◆ **WHAT IS BEING ASKED**
All that should be output is the block of lines below from the line with "Confirm every instance of the spectator" to the line with "Confirm every instance of the tps", both included, exactly as written.

◆ **SUPPLIED RECORDS**
=======

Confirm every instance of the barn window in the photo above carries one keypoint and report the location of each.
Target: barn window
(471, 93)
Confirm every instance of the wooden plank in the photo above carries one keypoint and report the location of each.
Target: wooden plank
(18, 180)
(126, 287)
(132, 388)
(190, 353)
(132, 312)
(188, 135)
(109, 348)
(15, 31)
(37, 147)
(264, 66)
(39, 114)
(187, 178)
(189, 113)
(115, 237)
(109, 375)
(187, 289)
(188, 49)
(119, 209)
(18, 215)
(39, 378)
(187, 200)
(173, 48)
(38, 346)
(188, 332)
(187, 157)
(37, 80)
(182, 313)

=======

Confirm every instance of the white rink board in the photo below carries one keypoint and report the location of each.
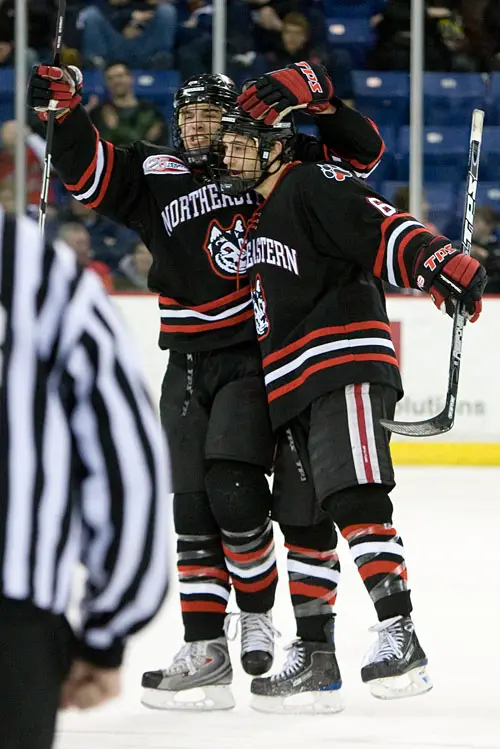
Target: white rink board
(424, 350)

=======

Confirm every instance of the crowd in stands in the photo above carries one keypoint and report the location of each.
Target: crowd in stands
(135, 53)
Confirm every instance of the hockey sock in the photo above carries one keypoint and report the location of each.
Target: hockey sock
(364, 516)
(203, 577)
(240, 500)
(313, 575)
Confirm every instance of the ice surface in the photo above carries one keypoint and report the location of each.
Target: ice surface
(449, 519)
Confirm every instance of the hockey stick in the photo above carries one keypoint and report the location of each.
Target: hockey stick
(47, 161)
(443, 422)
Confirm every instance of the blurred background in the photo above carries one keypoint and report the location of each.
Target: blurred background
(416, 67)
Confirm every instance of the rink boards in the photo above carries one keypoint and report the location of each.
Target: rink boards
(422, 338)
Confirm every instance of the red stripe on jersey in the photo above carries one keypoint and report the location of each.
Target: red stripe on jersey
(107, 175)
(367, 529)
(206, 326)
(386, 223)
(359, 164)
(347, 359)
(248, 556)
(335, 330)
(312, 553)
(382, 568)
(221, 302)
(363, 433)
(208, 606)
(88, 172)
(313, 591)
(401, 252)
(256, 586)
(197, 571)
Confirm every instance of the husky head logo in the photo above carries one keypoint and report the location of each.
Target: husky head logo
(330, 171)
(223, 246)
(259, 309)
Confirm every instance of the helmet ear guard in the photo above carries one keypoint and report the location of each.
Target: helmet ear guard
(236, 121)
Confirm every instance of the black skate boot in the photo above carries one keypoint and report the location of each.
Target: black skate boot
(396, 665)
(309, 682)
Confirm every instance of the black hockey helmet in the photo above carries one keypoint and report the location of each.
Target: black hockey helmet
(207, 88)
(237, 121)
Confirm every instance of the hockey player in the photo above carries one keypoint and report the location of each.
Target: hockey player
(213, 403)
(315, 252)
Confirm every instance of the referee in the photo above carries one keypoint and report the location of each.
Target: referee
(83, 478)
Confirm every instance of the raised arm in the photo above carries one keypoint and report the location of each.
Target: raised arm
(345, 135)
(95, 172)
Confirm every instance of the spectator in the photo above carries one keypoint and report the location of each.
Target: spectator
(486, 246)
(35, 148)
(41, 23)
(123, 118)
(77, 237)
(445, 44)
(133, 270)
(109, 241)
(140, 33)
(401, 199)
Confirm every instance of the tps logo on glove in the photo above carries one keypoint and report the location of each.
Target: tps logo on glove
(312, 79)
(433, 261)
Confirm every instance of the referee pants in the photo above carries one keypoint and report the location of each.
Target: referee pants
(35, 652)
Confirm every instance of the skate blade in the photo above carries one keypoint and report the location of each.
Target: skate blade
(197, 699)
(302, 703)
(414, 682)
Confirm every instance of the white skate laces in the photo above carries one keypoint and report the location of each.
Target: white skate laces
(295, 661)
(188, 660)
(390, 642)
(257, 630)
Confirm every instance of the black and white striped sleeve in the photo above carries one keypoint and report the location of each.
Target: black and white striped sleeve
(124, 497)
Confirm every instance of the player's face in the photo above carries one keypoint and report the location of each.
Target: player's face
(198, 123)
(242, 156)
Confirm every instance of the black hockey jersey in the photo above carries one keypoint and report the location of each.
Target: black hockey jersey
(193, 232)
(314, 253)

=======

◆ **ANSWER FOR THE TASK**
Confirm every instance of the spectator in the photo above carries one keypoint and report the location of each.
Target: spectator
(486, 246)
(35, 148)
(41, 23)
(123, 118)
(77, 237)
(445, 44)
(133, 270)
(109, 241)
(140, 33)
(401, 199)
Confirm every instance of the tps logo on glove in the photo above carries one keypoint and report the location of each.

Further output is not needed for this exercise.